> **Exercise tasks**:
1. In the mailing list thread about xymon-rclient, which package supplies the "logfetch" binary?
2. Using the mailing list thread about xymon-rclient, explain why xymon-rclient cannot monitor logfiles.

> **Document section**:
= = = = = = =
Alas, xymon-rclient doesn't support logfile monitoring. This is because to do so requires executing the "logfetch" binary, which is supplied as part of the Xymon client package. When the target system doesn't have the Xymon client installed, there's no logfetch binary, and no way of processing logfiles.
This is on my list of things to do. But it's non-trivial, because such a binary has to keep state between executions.
I should probably put a note about this on the webpage.
Cheers Jeremy
Have you considered using rsync to bring logs to a local folder (IIRC, this already requires "passwordless" ssh). Then use that copy to run a local "logfetch" process. That way, it gets to keep the state locally and since rsync should only do block copies, it will only bring over the changes so should be relatively quick. NB: I've not looked at xymon-rclient closely so this is said blindly.
=G=
From: Xymon <xymon-bounces at xymon.com> on behalf of Jeremy Laidman <jlaidman at rebel-it.com.au> Sent: Tuesday, September 9, 2014 5:03 PM To: Kris Springer Cc: xymon at xymon.com Subject: Re: [Xymon] xymon-rclient.sh
On 10 September 2014 03:26, Kris Springer <kspringer at innovateteam.com<mailto:kspringer at innovateteam.com>> wrote: I'm not getting any log files from FreeNAS using the rclient. The server website says "The client did not report any logfile data". Any ideas?
Alas, xymon-rclient doesn't support logfile monitoring. This is because to do so requires executing the "logfetch" binary, which is supplied as part of the Xymon client package. When the target system doesn't have the Xymon client installed, there's no logfetch binary, and no way of processing logfiles.
= = = = = = =
> **Records**:
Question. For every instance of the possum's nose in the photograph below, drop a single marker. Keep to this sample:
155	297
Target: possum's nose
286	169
= = = = = = =
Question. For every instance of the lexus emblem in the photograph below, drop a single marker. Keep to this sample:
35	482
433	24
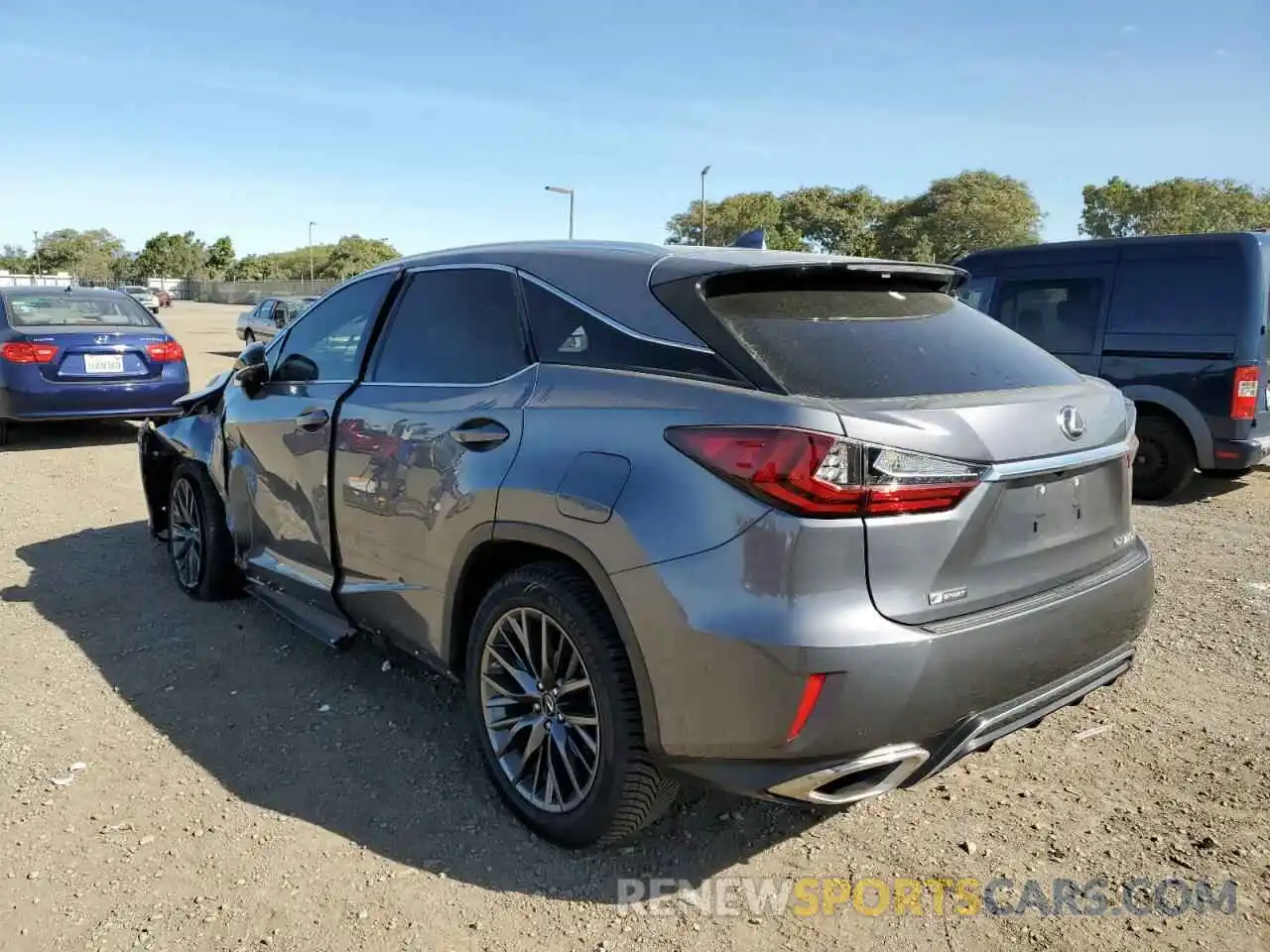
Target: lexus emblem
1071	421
= = = = = = =
> **Answers**:
1. The Xymon client package.

2. Logfile monitoring requires executing the "logfetch" binary, which comes with the Xymon client package. When the target system doesn't have the Xymon client installed, there is no logfetch binary and no way of processing logfiles.